____ DATA SUPPLIED

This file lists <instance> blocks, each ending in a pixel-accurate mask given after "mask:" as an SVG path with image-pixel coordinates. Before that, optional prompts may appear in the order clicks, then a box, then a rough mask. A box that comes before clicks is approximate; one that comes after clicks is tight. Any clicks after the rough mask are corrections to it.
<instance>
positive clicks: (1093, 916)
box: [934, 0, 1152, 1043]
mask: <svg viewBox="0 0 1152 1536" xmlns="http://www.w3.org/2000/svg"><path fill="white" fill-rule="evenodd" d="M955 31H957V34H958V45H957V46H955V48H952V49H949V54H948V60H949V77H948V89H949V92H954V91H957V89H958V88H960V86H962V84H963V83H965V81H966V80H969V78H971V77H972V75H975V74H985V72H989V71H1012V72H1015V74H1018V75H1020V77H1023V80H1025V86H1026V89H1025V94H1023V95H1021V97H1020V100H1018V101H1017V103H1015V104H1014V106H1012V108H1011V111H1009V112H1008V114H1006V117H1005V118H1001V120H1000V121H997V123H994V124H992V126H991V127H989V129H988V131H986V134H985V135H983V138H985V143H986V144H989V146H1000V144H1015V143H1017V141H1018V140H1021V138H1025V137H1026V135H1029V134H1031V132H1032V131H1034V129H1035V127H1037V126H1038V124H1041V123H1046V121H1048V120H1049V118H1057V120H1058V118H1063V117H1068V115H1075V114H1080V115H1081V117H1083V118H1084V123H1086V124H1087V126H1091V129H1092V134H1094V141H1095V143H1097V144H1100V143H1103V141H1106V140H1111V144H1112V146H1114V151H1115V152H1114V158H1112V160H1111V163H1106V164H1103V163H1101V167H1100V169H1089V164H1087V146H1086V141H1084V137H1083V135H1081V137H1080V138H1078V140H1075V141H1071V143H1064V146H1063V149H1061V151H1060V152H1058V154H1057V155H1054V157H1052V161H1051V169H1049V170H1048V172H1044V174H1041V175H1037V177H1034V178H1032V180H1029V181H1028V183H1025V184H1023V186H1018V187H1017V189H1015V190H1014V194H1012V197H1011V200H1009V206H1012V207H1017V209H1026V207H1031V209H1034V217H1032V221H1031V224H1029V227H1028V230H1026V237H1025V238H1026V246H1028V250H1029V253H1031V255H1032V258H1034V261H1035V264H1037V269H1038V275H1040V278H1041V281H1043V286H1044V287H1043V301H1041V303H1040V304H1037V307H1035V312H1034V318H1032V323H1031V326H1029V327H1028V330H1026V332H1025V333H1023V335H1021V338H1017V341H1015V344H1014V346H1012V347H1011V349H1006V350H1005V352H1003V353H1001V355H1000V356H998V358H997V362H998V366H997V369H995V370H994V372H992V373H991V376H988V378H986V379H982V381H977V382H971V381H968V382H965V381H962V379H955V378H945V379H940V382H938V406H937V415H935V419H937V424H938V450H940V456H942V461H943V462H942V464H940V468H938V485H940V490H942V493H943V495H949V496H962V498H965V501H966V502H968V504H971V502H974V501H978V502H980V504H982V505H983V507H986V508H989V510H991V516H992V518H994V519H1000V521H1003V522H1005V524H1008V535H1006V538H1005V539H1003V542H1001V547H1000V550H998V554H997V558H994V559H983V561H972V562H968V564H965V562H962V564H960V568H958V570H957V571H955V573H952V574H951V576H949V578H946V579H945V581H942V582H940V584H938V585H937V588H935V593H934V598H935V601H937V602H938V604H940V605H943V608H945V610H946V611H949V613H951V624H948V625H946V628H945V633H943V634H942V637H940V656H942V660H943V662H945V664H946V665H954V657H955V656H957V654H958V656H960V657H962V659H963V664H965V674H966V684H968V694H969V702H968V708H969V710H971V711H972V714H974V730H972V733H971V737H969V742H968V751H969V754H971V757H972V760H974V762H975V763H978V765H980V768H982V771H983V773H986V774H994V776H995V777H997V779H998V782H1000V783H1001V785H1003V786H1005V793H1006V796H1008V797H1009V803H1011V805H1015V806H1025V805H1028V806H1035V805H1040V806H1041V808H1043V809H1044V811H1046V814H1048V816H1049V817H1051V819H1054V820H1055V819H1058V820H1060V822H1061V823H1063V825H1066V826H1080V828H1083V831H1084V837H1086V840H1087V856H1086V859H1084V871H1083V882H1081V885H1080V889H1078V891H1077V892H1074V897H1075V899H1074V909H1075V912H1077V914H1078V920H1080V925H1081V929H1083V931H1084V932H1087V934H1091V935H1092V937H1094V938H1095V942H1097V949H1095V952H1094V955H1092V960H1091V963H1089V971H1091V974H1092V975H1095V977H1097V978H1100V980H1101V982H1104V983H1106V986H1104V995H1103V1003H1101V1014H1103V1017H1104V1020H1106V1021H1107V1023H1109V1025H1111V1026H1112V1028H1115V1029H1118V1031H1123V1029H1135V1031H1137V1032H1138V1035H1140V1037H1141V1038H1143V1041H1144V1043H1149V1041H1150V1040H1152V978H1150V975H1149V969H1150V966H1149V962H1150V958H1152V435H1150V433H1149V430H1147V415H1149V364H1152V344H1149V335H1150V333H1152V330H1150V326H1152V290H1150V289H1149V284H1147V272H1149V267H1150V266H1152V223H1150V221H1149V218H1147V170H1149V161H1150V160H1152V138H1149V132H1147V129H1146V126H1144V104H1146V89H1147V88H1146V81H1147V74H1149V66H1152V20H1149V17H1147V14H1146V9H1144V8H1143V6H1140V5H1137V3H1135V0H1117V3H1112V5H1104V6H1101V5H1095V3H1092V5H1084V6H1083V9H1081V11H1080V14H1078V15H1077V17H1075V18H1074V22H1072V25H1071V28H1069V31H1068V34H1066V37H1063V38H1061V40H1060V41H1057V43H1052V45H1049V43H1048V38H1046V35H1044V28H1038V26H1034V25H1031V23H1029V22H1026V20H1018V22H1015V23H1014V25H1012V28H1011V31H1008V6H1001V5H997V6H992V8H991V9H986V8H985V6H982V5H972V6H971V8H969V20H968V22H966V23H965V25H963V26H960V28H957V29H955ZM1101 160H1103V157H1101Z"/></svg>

________

#### WHAT NEEDS TO BE DONE:
The records above are to be repeated in full, word for word.

#### OUTPUT FOR THIS EXERCISE:
This file lists <instance> blocks, each ending in a pixel-accurate mask given after "mask:" as an SVG path with image-pixel coordinates. Before that, optional prompts may appear in the order clicks, then a box, then a rough mask. A box that comes before clicks is approximate; one that comes after clicks is tight. Any clicks after the rough mask are corrections to it.
<instance>
positive clicks: (1093, 916)
box: [934, 0, 1152, 1043]
mask: <svg viewBox="0 0 1152 1536" xmlns="http://www.w3.org/2000/svg"><path fill="white" fill-rule="evenodd" d="M955 31H957V34H958V45H957V46H955V48H952V49H949V54H948V60H949V77H948V89H949V92H954V91H957V89H958V88H960V86H962V84H963V83H965V81H966V80H969V78H971V77H972V75H975V74H985V72H989V71H1012V72H1015V74H1018V75H1020V77H1023V80H1025V86H1026V89H1025V94H1023V95H1021V97H1020V100H1018V101H1017V103H1015V104H1014V106H1012V108H1011V111H1009V112H1008V114H1006V117H1005V118H1001V120H1000V121H997V123H994V124H992V126H991V127H989V129H988V131H986V134H985V135H983V138H985V143H986V144H989V146H1000V144H1015V143H1017V141H1018V140H1021V138H1025V137H1026V135H1029V134H1031V132H1032V131H1034V129H1035V127H1037V126H1038V124H1041V123H1046V121H1048V120H1049V118H1057V120H1058V118H1063V117H1068V115H1075V114H1080V115H1081V117H1083V118H1084V123H1086V124H1087V126H1091V129H1092V134H1094V141H1095V143H1097V144H1100V143H1103V141H1106V140H1111V144H1112V146H1114V151H1115V152H1114V158H1112V160H1111V163H1106V164H1103V163H1101V167H1100V169H1089V164H1087V146H1086V141H1084V137H1083V135H1081V137H1080V138H1078V140H1075V141H1071V143H1064V146H1063V149H1061V151H1060V152H1058V154H1057V155H1054V157H1052V161H1051V169H1049V170H1048V172H1044V174H1041V175H1037V177H1034V178H1032V180H1029V181H1028V183H1025V184H1023V186H1018V187H1017V189H1015V190H1014V194H1012V197H1011V200H1009V206H1012V207H1017V209H1026V207H1031V209H1034V217H1032V221H1031V224H1029V227H1028V230H1026V237H1025V238H1026V246H1028V250H1029V253H1031V255H1032V258H1034V261H1035V264H1037V269H1038V275H1040V278H1041V281H1043V286H1044V287H1043V301H1041V303H1040V304H1037V307H1035V312H1034V318H1032V323H1031V326H1029V327H1028V330H1026V332H1025V333H1023V335H1021V338H1017V341H1015V344H1014V346H1012V347H1011V349H1006V350H1005V352H1003V353H1001V355H1000V356H998V358H997V362H998V366H997V369H995V370H994V372H992V373H991V376H988V378H986V379H982V381H977V382H971V381H968V382H965V381H962V379H955V378H945V379H940V382H938V406H937V415H935V419H937V424H938V450H940V456H942V461H943V462H942V464H940V468H938V485H940V490H942V493H943V495H949V496H962V498H965V501H966V502H968V504H971V502H974V501H978V502H980V504H982V505H983V507H986V508H989V510H991V516H992V518H994V519H1000V521H1003V522H1005V524H1008V535H1006V538H1005V539H1003V542H1001V547H1000V550H998V554H997V558H994V559H983V561H972V562H968V564H965V562H962V564H960V568H958V570H957V571H955V573H952V574H951V576H949V578H946V579H945V581H942V582H940V584H938V585H937V588H935V593H934V598H935V601H937V602H938V604H940V605H943V608H945V610H946V611H949V613H951V624H948V625H946V628H945V633H943V634H942V637H940V656H942V660H943V662H945V664H946V665H954V657H955V656H957V654H958V656H960V657H962V659H963V664H965V674H966V684H968V694H969V702H968V708H969V710H971V711H972V714H974V730H972V733H971V737H969V742H968V751H969V754H971V757H972V760H974V762H975V763H978V765H980V768H982V771H983V773H986V774H994V776H995V777H997V779H998V782H1000V783H1001V785H1003V786H1005V793H1006V796H1008V797H1009V803H1011V805H1015V806H1025V805H1028V806H1035V805H1040V806H1041V808H1043V809H1044V811H1046V814H1048V816H1049V817H1051V819H1054V820H1055V819H1058V820H1060V822H1061V823H1063V825H1066V826H1080V828H1083V831H1084V837H1086V840H1087V856H1086V859H1084V871H1083V882H1081V885H1080V889H1078V891H1077V892H1074V897H1075V899H1074V909H1075V912H1077V914H1078V920H1080V925H1081V929H1083V931H1084V932H1087V934H1091V935H1092V937H1094V938H1095V942H1097V949H1095V952H1094V955H1092V960H1091V963H1089V971H1091V974H1092V975H1095V977H1097V978H1100V980H1101V982H1104V983H1106V986H1104V995H1103V1003H1101V1014H1103V1017H1104V1020H1106V1021H1107V1023H1109V1025H1111V1026H1112V1028H1115V1029H1118V1031H1123V1029H1135V1031H1137V1032H1138V1035H1140V1037H1141V1038H1143V1041H1144V1043H1149V1041H1150V1040H1152V978H1150V975H1149V969H1150V966H1149V962H1150V958H1152V435H1150V433H1149V430H1147V415H1149V364H1152V344H1149V335H1150V333H1152V330H1150V326H1152V290H1150V289H1149V284H1147V272H1149V267H1150V266H1152V223H1150V221H1149V218H1147V170H1149V161H1150V160H1152V138H1149V132H1147V129H1146V126H1144V104H1146V89H1147V88H1146V81H1147V74H1149V66H1152V20H1149V17H1147V14H1146V9H1144V8H1143V6H1140V5H1137V3H1135V0H1117V3H1112V5H1104V6H1101V5H1095V3H1092V5H1084V6H1083V9H1081V11H1080V14H1078V15H1077V17H1075V18H1074V22H1072V25H1071V28H1069V31H1068V34H1066V37H1063V38H1061V40H1060V41H1057V43H1052V45H1049V43H1048V38H1046V35H1044V28H1038V26H1034V25H1031V23H1029V22H1026V20H1018V22H1015V23H1014V25H1012V28H1011V31H1008V6H1001V5H997V6H992V8H991V9H986V8H985V6H982V5H972V6H971V8H969V20H968V22H966V23H965V25H963V26H960V28H957V29H955ZM1101 160H1103V157H1101Z"/></svg>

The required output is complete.